Istruzioni dei compiti.
a. Riproduca fedelmente il passo del testo su Costituzione e democrazia che si apre con le parole contenenti "Questo discorso che" e si chiude con "qualità degli uomini?".
b. Riformuli in forma più concisa il paragrafo del testo su Costituzione e democrazia che comincia con "Normalmente si dice", mantenendone i fatti principali.

Blocco di testo.

************

Questo discorso che fai sulla Costituzione si potrebbe fare sulla democrazia più in generale. Costituzione e democrazia sono degli involucri, bisogna vedere cosa c’è dentro: è più importante quello che c’è fuori o quello che c’è dentro? Questa è una domanda che ti farei socraticamente. Volendo usare un’altra immagine: sono più importanti le regole formali o gli uomini che fanno funzionare le regole? È una domanda antica: sono più importanti le istituzioni o la qualità degli uomini?

Normalmente si dice: le istituzioni sono molto importanti, ma non c’è nessuna buona istituzione o Costituzione che può dare dei buoni risultati, se è in mano a un personale politico di infimo livello. Viceversa una mediocre Costituzione può dare luogo a risultati accettabili se è manipolata, usata da un personale politico a sua volta eticamente accettabile.

************

Elenco delle voci.

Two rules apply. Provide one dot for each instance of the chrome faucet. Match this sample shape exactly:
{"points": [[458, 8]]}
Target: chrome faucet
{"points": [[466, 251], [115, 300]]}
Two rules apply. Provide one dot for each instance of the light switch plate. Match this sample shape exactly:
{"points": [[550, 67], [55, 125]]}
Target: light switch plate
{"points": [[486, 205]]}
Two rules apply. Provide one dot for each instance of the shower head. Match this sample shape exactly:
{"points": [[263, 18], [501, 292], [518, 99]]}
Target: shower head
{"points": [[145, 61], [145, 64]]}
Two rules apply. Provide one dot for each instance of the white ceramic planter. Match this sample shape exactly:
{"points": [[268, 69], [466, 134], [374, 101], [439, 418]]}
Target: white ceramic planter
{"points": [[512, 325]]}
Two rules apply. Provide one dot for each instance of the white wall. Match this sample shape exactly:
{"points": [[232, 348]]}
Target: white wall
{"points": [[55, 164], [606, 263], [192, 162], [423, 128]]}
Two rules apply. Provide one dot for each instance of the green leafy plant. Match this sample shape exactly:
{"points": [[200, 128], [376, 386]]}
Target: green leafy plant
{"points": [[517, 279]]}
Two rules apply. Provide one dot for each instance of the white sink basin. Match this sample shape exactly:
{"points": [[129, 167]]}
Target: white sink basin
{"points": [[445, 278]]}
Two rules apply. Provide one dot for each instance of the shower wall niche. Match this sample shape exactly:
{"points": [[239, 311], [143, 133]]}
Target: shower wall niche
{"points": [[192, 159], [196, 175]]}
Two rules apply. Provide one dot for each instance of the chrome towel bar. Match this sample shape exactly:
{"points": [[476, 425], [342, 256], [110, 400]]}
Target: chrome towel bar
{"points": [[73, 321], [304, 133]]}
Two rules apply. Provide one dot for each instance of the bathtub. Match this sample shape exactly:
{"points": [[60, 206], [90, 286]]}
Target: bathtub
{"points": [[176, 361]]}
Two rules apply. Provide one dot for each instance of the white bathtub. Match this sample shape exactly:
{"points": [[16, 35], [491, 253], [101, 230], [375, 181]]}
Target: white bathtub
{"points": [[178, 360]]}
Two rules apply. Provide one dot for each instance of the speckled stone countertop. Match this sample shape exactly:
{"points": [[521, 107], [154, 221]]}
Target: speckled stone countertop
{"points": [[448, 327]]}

************

Soluzioni dei compiti.
a.
Questo discorso che fai sulla Costituzione si potrebbe fare sulla democrazia più in generale. Costituzione e democrazia sono degli involucri, bisogna vedere cosa c’è dentro: è più importante quello che c’è fuori o quello che c’è dentro? Questa è una domanda che ti farei socraticamente. Volendo usare un’altra immagine: sono più importanti le regole formali o gli uomini che fanno funzionare le regole? È una domanda antica: sono più importanti le istituzioni o la qualità degli uomini?

b. Le istituzioni sono molto importanti, ma nessuna buona Costituzione produce buoni risultati se è in mano a un personale politico di infimo livello. Al contrario, anche una Costituzione mediocre può dare risultati accettabili se viene usata da un personale politico eticamente accettabile.